Task objective
Please state how many lines of the records hold the string "flop", giving nothing but the number.

---------- Supplied data ----------

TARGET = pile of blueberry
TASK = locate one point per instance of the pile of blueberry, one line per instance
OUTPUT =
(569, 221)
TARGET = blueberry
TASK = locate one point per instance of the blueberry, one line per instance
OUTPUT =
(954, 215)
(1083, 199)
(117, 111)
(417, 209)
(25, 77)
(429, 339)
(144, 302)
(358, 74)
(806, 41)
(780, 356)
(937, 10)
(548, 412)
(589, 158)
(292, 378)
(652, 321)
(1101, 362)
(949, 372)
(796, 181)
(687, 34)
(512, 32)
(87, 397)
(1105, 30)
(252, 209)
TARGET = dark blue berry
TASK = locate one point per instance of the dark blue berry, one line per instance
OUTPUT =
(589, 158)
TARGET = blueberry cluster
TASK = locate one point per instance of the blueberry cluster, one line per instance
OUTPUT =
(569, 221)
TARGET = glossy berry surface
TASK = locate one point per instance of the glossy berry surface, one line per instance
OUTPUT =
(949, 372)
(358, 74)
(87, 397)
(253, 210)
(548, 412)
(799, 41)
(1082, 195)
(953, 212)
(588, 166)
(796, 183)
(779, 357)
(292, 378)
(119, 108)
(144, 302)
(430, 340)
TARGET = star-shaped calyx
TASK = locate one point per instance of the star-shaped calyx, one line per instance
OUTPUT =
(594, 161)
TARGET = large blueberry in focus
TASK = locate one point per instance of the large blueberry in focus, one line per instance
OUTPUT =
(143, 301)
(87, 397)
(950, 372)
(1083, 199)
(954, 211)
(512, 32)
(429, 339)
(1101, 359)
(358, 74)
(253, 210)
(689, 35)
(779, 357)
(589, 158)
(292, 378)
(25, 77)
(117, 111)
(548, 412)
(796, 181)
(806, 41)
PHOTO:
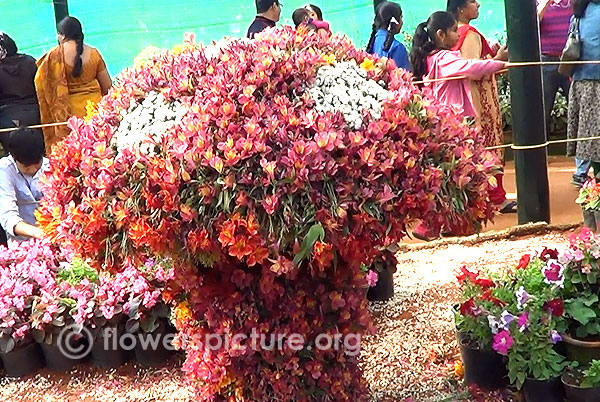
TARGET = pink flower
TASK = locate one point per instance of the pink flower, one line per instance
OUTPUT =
(372, 278)
(502, 342)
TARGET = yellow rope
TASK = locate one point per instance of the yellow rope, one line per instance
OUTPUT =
(7, 130)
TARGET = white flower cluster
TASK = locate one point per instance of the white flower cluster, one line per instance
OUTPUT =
(150, 119)
(344, 87)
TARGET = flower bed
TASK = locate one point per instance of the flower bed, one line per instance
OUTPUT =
(267, 206)
(523, 313)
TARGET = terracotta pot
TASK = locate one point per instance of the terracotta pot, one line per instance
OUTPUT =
(582, 351)
(484, 368)
(23, 360)
(575, 393)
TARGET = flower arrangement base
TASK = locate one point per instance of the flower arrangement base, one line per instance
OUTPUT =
(581, 351)
(23, 361)
(106, 355)
(384, 289)
(484, 368)
(149, 356)
(575, 393)
(55, 358)
(589, 219)
(544, 390)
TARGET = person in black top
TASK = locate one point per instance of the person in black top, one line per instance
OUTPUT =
(268, 13)
(18, 100)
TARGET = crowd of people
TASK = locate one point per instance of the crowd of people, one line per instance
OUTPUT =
(51, 90)
(62, 82)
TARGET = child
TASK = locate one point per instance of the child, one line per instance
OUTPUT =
(387, 24)
(301, 16)
(432, 58)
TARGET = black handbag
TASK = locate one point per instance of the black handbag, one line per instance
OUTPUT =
(572, 50)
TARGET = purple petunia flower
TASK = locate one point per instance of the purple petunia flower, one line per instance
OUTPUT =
(553, 273)
(522, 297)
(502, 342)
(523, 321)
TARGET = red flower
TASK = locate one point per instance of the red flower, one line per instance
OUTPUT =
(549, 254)
(468, 307)
(555, 307)
(466, 273)
(524, 262)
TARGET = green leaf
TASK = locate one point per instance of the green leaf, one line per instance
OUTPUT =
(316, 232)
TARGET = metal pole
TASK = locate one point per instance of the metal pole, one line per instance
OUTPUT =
(376, 4)
(61, 10)
(531, 167)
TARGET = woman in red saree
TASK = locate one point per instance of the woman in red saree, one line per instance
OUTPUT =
(473, 45)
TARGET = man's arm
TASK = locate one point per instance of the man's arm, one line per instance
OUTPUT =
(26, 230)
(10, 220)
(542, 7)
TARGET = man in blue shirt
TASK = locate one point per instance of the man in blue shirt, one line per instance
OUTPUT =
(268, 13)
(19, 185)
(388, 23)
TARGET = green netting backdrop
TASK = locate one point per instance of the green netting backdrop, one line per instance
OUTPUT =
(121, 29)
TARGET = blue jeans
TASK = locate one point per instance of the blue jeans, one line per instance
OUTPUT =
(552, 81)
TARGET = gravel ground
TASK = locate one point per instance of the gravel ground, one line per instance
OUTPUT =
(411, 359)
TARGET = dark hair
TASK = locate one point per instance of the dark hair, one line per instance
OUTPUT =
(317, 11)
(299, 16)
(453, 6)
(383, 20)
(70, 27)
(424, 40)
(8, 47)
(262, 6)
(579, 7)
(26, 146)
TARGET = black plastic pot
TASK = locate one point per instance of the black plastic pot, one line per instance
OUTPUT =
(56, 359)
(589, 219)
(484, 368)
(149, 356)
(581, 351)
(544, 390)
(23, 361)
(384, 288)
(107, 352)
(577, 394)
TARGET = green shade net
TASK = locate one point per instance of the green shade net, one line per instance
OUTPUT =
(121, 29)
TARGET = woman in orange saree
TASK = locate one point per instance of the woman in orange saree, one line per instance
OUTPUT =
(68, 77)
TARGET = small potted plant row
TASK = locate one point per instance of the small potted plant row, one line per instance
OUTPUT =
(51, 306)
(541, 318)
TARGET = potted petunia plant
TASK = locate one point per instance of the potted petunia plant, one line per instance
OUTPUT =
(478, 301)
(581, 296)
(529, 327)
(589, 199)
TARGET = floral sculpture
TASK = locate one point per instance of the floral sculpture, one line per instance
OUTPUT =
(267, 206)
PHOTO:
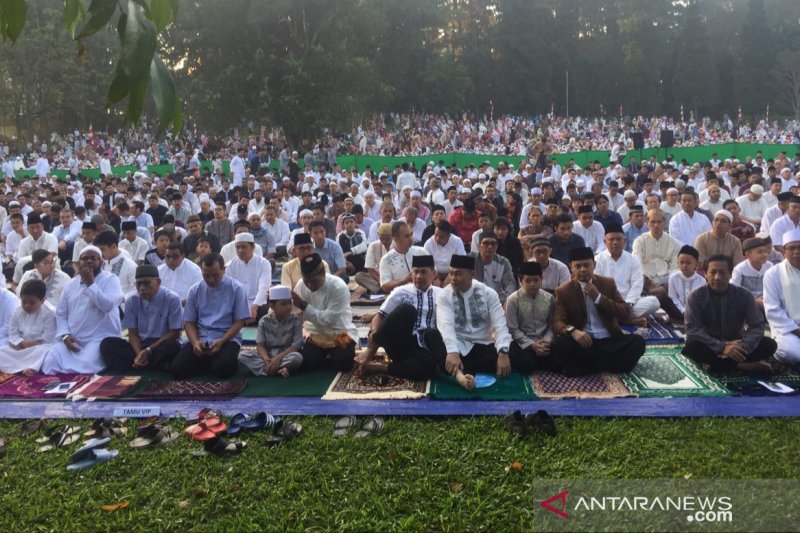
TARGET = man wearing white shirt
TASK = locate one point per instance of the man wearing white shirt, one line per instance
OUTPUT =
(687, 225)
(626, 271)
(782, 300)
(589, 229)
(789, 221)
(442, 246)
(473, 325)
(37, 238)
(177, 274)
(253, 272)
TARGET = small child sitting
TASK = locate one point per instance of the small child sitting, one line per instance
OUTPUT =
(31, 331)
(279, 337)
(749, 274)
(686, 279)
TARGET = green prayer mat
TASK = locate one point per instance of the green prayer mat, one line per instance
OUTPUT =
(514, 387)
(664, 372)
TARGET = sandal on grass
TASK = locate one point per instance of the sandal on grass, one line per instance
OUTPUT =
(342, 426)
(94, 457)
(60, 438)
(153, 435)
(284, 432)
(224, 448)
(370, 428)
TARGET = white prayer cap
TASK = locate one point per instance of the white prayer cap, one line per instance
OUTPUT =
(727, 214)
(280, 292)
(791, 236)
(91, 248)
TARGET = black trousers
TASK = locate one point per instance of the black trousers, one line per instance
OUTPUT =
(340, 359)
(614, 354)
(396, 335)
(224, 364)
(525, 361)
(118, 354)
(481, 358)
(703, 355)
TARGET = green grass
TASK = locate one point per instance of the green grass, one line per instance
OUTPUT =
(418, 475)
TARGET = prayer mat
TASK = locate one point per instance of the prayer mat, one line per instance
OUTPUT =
(301, 384)
(515, 387)
(351, 386)
(36, 386)
(664, 372)
(750, 386)
(657, 331)
(174, 390)
(106, 387)
(555, 386)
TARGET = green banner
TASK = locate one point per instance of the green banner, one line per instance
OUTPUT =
(362, 162)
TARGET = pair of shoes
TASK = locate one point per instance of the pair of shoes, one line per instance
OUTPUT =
(91, 454)
(540, 421)
(152, 435)
(244, 422)
(369, 428)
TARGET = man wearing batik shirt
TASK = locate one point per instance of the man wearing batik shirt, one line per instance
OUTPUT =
(473, 325)
(405, 326)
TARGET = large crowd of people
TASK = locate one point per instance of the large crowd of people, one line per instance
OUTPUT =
(479, 269)
(383, 135)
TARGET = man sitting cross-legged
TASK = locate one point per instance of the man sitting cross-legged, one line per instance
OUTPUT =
(154, 319)
(588, 311)
(529, 313)
(473, 326)
(405, 327)
(325, 302)
(216, 310)
(626, 271)
(716, 316)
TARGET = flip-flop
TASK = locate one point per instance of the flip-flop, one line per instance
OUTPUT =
(542, 421)
(84, 452)
(342, 426)
(59, 439)
(95, 457)
(153, 435)
(32, 426)
(284, 432)
(370, 428)
(515, 423)
(224, 448)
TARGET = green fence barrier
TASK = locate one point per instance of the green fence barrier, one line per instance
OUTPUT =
(586, 157)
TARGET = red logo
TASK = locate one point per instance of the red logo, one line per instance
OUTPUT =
(561, 497)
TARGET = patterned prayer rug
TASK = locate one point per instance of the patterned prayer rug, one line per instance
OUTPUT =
(192, 389)
(555, 386)
(351, 386)
(106, 387)
(36, 386)
(663, 372)
(657, 332)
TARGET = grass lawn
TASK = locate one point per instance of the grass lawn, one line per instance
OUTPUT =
(420, 474)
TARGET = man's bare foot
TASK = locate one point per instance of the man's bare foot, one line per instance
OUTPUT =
(466, 380)
(760, 368)
(367, 369)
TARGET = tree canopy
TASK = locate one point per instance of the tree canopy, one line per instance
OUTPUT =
(313, 64)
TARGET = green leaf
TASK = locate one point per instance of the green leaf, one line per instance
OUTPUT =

----------

Task solution
2